> _AIM_
Reproduce only the lines from the line with "Find the river" through the line with "[32,161,86,212]", both included, changing every "bridge" to "viaduct" and leaving everything else untouched.

> _DATASET RECORDS_
[start]

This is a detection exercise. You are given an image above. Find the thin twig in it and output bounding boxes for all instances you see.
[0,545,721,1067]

[end]
[start]

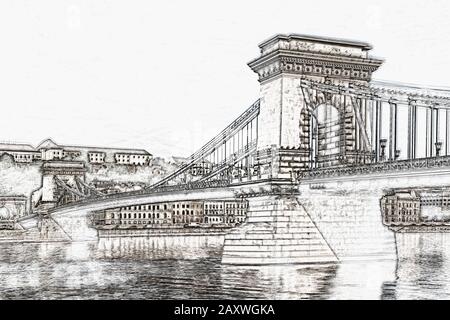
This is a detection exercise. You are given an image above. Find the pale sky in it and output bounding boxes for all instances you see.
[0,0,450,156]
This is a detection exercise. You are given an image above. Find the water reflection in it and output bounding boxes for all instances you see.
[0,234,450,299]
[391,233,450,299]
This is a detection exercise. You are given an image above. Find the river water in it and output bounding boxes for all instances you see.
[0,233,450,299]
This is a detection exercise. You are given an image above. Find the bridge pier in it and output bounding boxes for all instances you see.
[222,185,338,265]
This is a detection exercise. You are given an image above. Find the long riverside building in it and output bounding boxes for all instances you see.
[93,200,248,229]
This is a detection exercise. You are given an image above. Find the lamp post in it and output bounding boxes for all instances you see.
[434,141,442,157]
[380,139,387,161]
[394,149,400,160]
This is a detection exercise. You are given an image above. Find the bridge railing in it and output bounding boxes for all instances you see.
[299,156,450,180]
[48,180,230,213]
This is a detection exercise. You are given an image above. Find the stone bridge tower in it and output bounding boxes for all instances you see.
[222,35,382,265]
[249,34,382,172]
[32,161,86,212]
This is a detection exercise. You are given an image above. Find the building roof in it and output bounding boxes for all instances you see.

[end]

> _OUTPUT OF THE EXERCISE_
This is a detection exercise. You are given an image above. Find the river water in it and output bounding boxes for all instances you see.
[0,233,450,299]
This is a detection exercise. You are given an image above. Find the viaduct pier in it and output bounding boxes for all instances you see.
[222,185,338,265]
This is a detection exercise. You are given an image above. Find the long riverside building in it and output bounding boxes for all instances you see.
[93,200,248,229]
This is a detection exercise. You are given an image above. Find the lamp post in it and output bounding boxes for all instances you see.
[434,141,442,157]
[380,139,387,161]
[394,149,400,160]
This is a detection exercise. You are given an image above. Find the viaduct railing in it and output bounding boxes for all instances you see.
[299,156,450,180]
[48,180,230,213]
This is a detection exercise. You are given an image above. Find the stone viaduct tower in it and output bounding boxes for all instances you see.
[222,35,382,265]
[249,34,382,172]
[32,161,86,212]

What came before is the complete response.